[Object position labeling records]
---*---

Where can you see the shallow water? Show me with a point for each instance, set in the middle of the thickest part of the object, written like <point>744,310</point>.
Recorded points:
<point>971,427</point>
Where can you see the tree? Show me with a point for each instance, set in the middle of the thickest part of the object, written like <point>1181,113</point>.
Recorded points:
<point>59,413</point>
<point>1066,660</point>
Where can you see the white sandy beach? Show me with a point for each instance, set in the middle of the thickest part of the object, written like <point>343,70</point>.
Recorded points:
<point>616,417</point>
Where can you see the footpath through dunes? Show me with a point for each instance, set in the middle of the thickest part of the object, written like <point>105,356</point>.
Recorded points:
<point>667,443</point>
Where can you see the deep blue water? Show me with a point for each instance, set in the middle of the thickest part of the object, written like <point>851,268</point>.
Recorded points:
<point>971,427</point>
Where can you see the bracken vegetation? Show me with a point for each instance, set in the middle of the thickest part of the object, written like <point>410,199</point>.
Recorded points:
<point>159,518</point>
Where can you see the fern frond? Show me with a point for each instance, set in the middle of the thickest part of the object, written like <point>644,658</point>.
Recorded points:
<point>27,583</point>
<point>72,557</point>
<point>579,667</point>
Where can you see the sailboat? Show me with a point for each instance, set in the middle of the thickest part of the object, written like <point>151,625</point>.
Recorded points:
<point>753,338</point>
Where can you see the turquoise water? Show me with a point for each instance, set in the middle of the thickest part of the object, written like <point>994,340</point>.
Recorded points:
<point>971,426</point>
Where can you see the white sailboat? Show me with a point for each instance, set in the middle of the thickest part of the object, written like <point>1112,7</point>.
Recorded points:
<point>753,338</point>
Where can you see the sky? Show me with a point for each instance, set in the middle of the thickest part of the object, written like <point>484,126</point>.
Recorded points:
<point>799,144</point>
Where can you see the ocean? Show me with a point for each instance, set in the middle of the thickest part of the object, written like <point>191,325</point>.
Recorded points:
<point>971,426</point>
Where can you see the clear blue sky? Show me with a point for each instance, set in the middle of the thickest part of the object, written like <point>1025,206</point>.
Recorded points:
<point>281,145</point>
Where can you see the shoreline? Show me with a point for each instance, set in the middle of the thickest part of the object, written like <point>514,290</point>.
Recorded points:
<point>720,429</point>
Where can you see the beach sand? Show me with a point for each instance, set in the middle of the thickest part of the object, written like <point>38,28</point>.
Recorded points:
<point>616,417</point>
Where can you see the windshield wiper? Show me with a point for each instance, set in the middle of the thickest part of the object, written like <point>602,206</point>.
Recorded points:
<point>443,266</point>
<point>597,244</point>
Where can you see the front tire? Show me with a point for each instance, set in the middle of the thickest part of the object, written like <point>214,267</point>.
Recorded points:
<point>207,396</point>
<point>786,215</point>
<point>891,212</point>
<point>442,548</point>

---*---

Set task: Rewrite the records above with every "thickest part" changed to "widest part", keeping everything else the same.

Complete response:
Where can you see the shallow water? Show me with a point for each instance, set in the middle of the widest part of the object, written like <point>744,310</point>.
Recorded points:
<point>971,427</point>
Where can you see the tree? Show me with a point for each instance, set in the middle of the widest part of the object, written like <point>1181,113</point>.
Recorded points:
<point>59,413</point>
<point>1066,660</point>
Where can you see the white sandy beach? Show me with a point for each instance, set in the middle of the widest part of the object, written like <point>343,70</point>.
Recorded points:
<point>616,417</point>
Where can you see the footpath through dunes? Show me with a point for each instance, set in the middle of the widest part of the object, written like <point>105,356</point>.
Recorded points:
<point>667,443</point>
Where can you see the deep blue water? Show me with a point for each instance, set in the middle of the widest part of the object, written like <point>851,268</point>.
Recorded points:
<point>971,427</point>
Where can you see the bracken vegetation? Show me with a point for each instance, set in the middle of the widest part of the object, written like <point>410,199</point>.
Recorded points:
<point>159,518</point>
Where can you see the fern frond? Show me with a point for each instance, set in the middle of the widest part of the object, written like <point>644,658</point>.
Recorded points:
<point>27,583</point>
<point>72,557</point>
<point>579,667</point>
Where can you see the sailboat? Show me with a point for each instance, set in the middle of the widest part of the object, written like <point>151,625</point>.
Recorded points:
<point>753,338</point>
Where can you see the turquoise water? Show me with a point for each instance, set in the middle of the widest part of the object, written like <point>994,340</point>.
Recorded points:
<point>971,426</point>
Where can you see the white sailboat? Show me with a point for each instance, set in the middle of the widest part of the object, written like <point>1112,7</point>.
Recorded points:
<point>753,338</point>
Where can you see the sky? Show me with a point for each instance, set in the middle of the widest part of the object, written like <point>484,126</point>.
Recorded points:
<point>799,144</point>
Where can you see the ocean? Show me with a point for each instance, set in the middle of the widest part of the object, written like <point>191,325</point>.
Recorded points:
<point>971,426</point>
Where can you see the clear blue sky? Show me with a point for each instance, set in the middle of the widest part of the object, written like <point>1025,206</point>.
Recorded points:
<point>281,145</point>
Where can you see the shoreline? Show me with a point for each instance, set in the middle of the widest part of the object, written like <point>514,290</point>.
Recorded points:
<point>720,429</point>
Where can you see the beach sand? Show me with a point for each instance, set in the middle of the widest part of the object, written like <point>38,28</point>.
Recorded points:
<point>616,417</point>
Where can you see the windshield wiper? Show me with a point for each instance, set in the middle of the widest part of the object, written like <point>602,206</point>.
Recorded points:
<point>443,266</point>
<point>597,244</point>
Where can you see the front tire? Show me with a point for each instance, set in the middle of the widest part of the object, written like <point>214,267</point>.
Recorded points:
<point>207,396</point>
<point>786,215</point>
<point>891,212</point>
<point>442,548</point>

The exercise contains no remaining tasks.